***** EXCERPTED PASSAGE
Mental health · 38 CFR 4.130
Mental Health Conditions and VA Disability
Mental health is the largest area of VA disability claims, and one of the hardest to prove on paper. PTSD, depression, and anxiety are the most common. The VA rates nearly all of them with one set of rules, the General Rating Formula in 38 CFR 4.130.
Patriot Path writes the medical piece of these claims. Our licensed psychologists and physicians write nexus letters and independent medical opinions that connect your condition to your service. One flat fee of $1,500, and the first consultation is free.
Reviewed by the Patriot Path Medical Team
Licensed psychologists (PhD) and physicians • Last updated: June 2026
Conditions in this system
These are the mental health conditions veterans claim most. PTSD has a full guide now, with a rating estimator and the service-connection pathways. The rest are on the way.
- PTSD
The most claimed mental health condition. Special stressor rules apply.
DC 9411
- Depression
Major depressive disorder. Often tied to chronic pain or another service condition.
DC 9434
- Anxiety
Generalized anxiety disorder and related conditions.
DC 9400
- Bipolar disorder
Mood swings between deep lows and high, manic periods.
DC 9432
- Adjustment disorderGuide in progress
A strong, lasting reaction to a stressful change or event.
DC 9440
- Panic disorder
Repeated panic attacks, sometimes with agoraphobia.
**********
***** GIVEN RECORDS
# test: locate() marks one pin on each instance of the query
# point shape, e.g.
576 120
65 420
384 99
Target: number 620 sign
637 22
**********
***** GIVEN RECORDS
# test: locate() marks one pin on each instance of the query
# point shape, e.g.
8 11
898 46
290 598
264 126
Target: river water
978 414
**********
***** GIVEN RECORDS
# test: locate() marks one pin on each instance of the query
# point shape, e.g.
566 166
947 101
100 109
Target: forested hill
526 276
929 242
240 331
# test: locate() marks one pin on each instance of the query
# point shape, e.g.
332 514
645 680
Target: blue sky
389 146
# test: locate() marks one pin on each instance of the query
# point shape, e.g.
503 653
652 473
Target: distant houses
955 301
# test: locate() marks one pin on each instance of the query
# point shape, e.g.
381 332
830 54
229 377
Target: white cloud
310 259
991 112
**********
PROBLEM REQUIREMENTS:
In the mental health page, what diagnostic code is listed for depression?

TASK ANSWER:
DC 9434